## [Work order]
Word for word, transcribe the lines below and drop the pictures.

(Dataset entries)
☆ ☆ ☆ ☆ ☆
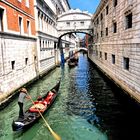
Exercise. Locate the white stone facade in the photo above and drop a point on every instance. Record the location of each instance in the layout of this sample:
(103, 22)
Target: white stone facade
(117, 43)
(74, 20)
(17, 62)
(47, 33)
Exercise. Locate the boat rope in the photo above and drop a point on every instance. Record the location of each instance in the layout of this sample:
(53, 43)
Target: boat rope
☆ ☆ ☆ ☆ ☆
## [Exercise result]
Exercise. Locate the white stone facade in the photo above and drop a point on every instance. Record the location of each instance in the layout of this sample:
(103, 22)
Target: white stone facade
(117, 43)
(74, 20)
(17, 62)
(47, 33)
Exercise. Locate the boat rope in the photo above and drop a point on every instance. Record the location of each instance in the layout of this sample:
(53, 43)
Target: boat rope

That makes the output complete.